*Short problem*
Output only the lines from the one holding "reflective floor in this photo, one per instance." to the end of the data below, please, copied exactly.

##### Data lines

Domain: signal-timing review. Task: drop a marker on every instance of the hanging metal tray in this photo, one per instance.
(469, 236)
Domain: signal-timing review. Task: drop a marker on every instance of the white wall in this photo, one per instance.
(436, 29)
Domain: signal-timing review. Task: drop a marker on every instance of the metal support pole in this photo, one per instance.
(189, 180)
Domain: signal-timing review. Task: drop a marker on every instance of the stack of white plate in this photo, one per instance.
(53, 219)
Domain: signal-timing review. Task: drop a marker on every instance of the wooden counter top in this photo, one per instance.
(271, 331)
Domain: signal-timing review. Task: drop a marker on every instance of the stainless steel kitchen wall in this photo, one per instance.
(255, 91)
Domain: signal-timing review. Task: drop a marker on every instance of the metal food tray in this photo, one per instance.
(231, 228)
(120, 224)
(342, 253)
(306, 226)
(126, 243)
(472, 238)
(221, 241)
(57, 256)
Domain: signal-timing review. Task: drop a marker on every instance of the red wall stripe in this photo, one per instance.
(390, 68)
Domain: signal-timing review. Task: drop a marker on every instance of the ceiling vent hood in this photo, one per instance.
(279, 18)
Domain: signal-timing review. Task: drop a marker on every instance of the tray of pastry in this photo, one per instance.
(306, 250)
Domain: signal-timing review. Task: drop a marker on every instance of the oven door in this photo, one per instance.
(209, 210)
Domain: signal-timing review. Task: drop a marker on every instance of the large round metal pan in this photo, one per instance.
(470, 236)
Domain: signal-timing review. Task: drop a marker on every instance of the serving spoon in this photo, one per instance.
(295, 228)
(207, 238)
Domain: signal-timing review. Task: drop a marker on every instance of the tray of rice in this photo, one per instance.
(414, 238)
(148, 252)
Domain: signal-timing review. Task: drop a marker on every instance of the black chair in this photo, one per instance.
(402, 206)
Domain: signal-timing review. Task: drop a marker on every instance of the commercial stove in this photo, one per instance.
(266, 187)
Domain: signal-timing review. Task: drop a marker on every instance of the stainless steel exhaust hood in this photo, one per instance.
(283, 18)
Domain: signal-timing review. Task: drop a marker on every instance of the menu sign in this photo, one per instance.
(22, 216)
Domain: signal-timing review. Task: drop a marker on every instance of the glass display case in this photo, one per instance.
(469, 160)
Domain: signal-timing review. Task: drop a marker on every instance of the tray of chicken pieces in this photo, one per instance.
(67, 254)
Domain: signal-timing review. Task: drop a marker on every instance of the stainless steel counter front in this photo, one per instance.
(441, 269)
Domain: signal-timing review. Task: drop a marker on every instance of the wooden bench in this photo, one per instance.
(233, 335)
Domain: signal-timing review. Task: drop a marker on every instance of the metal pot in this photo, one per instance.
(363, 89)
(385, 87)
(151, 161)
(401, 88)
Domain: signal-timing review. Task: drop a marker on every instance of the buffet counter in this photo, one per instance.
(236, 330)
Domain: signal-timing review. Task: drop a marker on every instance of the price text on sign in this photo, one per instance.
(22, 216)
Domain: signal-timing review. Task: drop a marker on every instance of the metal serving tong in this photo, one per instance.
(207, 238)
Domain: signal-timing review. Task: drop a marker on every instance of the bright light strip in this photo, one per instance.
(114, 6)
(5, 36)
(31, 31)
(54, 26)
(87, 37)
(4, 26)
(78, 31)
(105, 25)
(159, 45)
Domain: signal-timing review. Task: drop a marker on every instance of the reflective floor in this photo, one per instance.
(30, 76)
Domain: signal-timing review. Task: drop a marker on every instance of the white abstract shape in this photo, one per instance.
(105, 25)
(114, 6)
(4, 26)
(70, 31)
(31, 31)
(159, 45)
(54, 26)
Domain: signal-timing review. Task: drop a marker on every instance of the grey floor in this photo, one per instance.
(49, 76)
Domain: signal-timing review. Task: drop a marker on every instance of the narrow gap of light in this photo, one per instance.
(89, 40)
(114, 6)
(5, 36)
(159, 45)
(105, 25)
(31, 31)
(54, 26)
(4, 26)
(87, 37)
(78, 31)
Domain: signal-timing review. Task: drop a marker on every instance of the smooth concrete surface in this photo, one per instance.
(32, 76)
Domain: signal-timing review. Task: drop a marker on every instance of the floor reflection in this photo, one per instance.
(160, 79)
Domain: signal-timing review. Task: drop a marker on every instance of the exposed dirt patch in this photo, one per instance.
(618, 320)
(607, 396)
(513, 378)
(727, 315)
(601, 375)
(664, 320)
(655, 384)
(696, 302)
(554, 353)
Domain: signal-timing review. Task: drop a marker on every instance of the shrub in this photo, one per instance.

##########

*The output*
Domain: signal-timing review. Task: drop a marker on every instance of the reflective floor in this photo, one per instance.
(30, 76)
Domain: signal-timing review. Task: drop a marker on every instance of the white abstract shape in this photo, one per instance.
(105, 25)
(114, 6)
(4, 26)
(70, 31)
(31, 31)
(159, 45)
(54, 26)
Domain: signal-timing review. Task: drop a marker on every instance of the grey floor in this photo, one per instance.
(49, 76)
Domain: signal-timing review. Task: drop a marker on every instance of the narrow gap of light in this photo, one per instance.
(89, 40)
(114, 6)
(5, 36)
(159, 45)
(105, 25)
(31, 31)
(54, 26)
(4, 26)
(87, 37)
(78, 31)
Domain: signal-timing review. Task: drop a marker on every instance of the smooth concrete surface in this photo, one per instance.
(32, 76)
Domain: signal-timing review. Task: drop a marker on every instance of the floor reflection in this photo, one per instance.
(160, 79)
Domain: signal-timing review. Task: drop a marker on every instance of the exposed dirt patch in this photo, one per instance.
(618, 320)
(607, 396)
(513, 378)
(727, 315)
(601, 375)
(664, 320)
(655, 384)
(696, 302)
(554, 353)
Domain: signal-timing review. Task: drop a marker on every instance of the shrub in this photo, one per instance.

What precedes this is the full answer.